━━━━━ Document section

Definition 1: $$E_X = \frac{\sum_{i=1}^n X_i^2}{n}$$

Definition 2: $$M_X = \frac{1}{n}\sum_{i=1}^n X_i$$

Definition 3: $$V_X = \frac{\sum_{i=1}^n (X_i-M_X)^2}{n-1}$$

Notice that $E_X, M_X, V_X$ are all random variables.

Observation 1:

If $\{X_i\}_{i=1}^{\infty}$ are i.i.d. with mean $E[X_1]$ and second moment $E[X_1^2]$ then by the law of large numbers $$ \lim_{n\rightarrow\infty} E_X = E[X_1^2] \quad \mbox{(with prob 1)}$$ So in the special case when $\{X_i\}_{i=1}^{\infty}$ are i.i.d. Gaussian $N(0,1)$ then $E_X\rightarrow 1$ with prob 1. Since $n=1000$ is "large" your numerical value $E_X=1.006560252222734$ makes sense. If you independently repeat the experiment you will get a new number for $E_X$ but, with high probability, it will still be very close to $1$. You would get similar results with $\{X_i\}_{i=1}^{\infty}$ any i.i.d. variables with $E[X_1^2]=1$, not necessarily having Gaussian distribution.

━━━━━━━━━━

Short task 1:
Sum up the passage on averages of random variables and the law of large numbers in two sentences.
The records have nothing to do with the passage above.

━━━━━ Input material

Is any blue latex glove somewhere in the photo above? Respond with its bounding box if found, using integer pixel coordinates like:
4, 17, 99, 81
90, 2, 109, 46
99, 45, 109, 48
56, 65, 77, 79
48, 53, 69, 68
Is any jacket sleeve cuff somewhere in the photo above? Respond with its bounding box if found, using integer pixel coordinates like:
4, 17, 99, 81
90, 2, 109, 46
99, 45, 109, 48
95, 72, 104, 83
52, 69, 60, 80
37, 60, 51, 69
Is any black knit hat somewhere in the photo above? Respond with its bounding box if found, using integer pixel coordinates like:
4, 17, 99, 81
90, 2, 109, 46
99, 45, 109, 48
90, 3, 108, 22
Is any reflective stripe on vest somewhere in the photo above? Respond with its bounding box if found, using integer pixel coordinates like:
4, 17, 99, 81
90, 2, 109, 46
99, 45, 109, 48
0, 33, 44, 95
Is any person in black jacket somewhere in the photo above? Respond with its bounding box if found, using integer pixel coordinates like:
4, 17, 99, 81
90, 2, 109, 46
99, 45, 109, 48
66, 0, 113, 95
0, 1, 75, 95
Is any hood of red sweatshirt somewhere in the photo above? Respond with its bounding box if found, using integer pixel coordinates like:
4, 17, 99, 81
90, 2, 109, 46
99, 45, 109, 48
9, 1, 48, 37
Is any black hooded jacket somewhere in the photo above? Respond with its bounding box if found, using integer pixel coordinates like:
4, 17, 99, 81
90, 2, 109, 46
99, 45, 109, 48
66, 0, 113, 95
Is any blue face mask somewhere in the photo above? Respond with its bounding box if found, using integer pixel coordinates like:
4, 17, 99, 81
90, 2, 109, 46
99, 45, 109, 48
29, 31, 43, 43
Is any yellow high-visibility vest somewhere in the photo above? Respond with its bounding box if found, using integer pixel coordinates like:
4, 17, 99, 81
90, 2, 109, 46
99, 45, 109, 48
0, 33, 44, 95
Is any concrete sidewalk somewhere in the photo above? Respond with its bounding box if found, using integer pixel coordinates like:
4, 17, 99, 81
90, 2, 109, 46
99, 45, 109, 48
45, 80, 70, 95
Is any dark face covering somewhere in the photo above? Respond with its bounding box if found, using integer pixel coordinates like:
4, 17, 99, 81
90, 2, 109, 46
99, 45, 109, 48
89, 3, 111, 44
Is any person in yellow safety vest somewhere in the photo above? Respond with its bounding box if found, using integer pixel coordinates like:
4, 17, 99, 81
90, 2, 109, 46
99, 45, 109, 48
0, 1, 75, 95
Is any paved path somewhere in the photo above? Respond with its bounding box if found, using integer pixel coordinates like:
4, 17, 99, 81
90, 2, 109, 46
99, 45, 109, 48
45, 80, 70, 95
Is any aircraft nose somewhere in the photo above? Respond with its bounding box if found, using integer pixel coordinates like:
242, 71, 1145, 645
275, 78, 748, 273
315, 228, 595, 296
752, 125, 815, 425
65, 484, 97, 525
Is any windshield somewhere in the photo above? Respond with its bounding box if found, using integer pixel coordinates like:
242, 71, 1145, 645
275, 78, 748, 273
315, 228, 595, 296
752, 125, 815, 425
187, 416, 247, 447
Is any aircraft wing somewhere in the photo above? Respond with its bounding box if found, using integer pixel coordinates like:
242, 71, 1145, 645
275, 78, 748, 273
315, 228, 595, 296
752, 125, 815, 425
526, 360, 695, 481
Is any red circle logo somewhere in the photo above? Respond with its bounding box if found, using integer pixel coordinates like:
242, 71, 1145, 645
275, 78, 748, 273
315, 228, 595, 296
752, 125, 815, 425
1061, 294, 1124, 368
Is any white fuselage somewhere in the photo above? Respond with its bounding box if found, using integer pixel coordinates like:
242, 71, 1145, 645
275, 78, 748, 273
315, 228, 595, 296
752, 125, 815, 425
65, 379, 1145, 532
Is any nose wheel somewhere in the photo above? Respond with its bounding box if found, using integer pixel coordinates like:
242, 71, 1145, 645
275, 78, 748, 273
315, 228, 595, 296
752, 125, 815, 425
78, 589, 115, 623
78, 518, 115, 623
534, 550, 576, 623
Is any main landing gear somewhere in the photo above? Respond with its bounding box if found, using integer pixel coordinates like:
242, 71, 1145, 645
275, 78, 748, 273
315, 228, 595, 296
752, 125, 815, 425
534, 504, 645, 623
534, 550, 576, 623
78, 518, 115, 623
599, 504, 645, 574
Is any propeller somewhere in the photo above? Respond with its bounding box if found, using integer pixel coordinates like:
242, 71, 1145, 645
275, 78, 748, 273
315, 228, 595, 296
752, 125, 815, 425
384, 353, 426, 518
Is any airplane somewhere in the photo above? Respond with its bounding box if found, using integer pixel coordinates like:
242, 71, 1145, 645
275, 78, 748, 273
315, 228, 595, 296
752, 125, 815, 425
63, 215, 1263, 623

━━━━━━━━━━

Short task 2:
Filter the records, keeping only the lines that contain the word "person".

Expected output 1:
The passage defines three random variables from n values: E_X, the average of the squared X_i; M_X, the average of the X_i; and V_X, the sum of squared differences from M_X divided by n−1. For i.i.d. variables, the law of large numbers makes E_X tend to E[X_1^2] with probability 1, so for standard Gaussian N(0,1) variables with n = 1000 a value of 1.006560252222734 makes sense, and repeated runs would very likely stay close to 1.

Expected output 2:
Is any person in black jacket somewhere in the photo above? Respond with its bounding box if found, using integer pixel coordinates like:
Is any person in yellow safety vest somewhere in the photo above? Respond with its bounding box if found, using integer pixel coordinates like:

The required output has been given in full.